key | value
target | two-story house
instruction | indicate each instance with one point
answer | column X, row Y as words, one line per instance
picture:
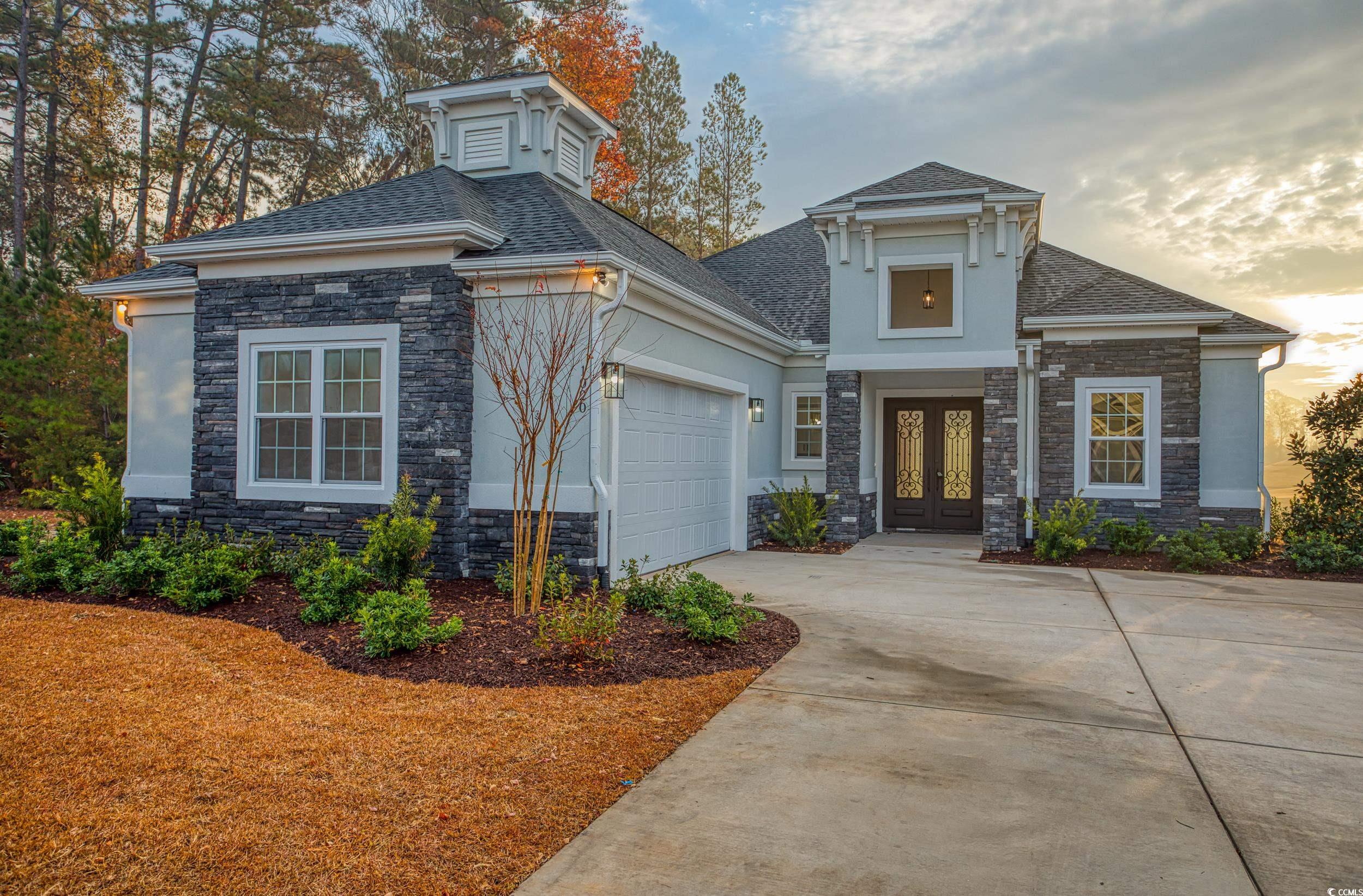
column 914, row 348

◆ ◆ ◆ ◆ ◆

> [Exercise directions]
Rewrite the records above, swapping "instance" for "occurrence" and leaving everything else the same. Omit the pictures from your answer.

> [Expected answer]
key | value
target | two-story house
instruction | indicate each occurrence with one point
answer | column X, row Y as words, one line per occurrence
picture:
column 914, row 348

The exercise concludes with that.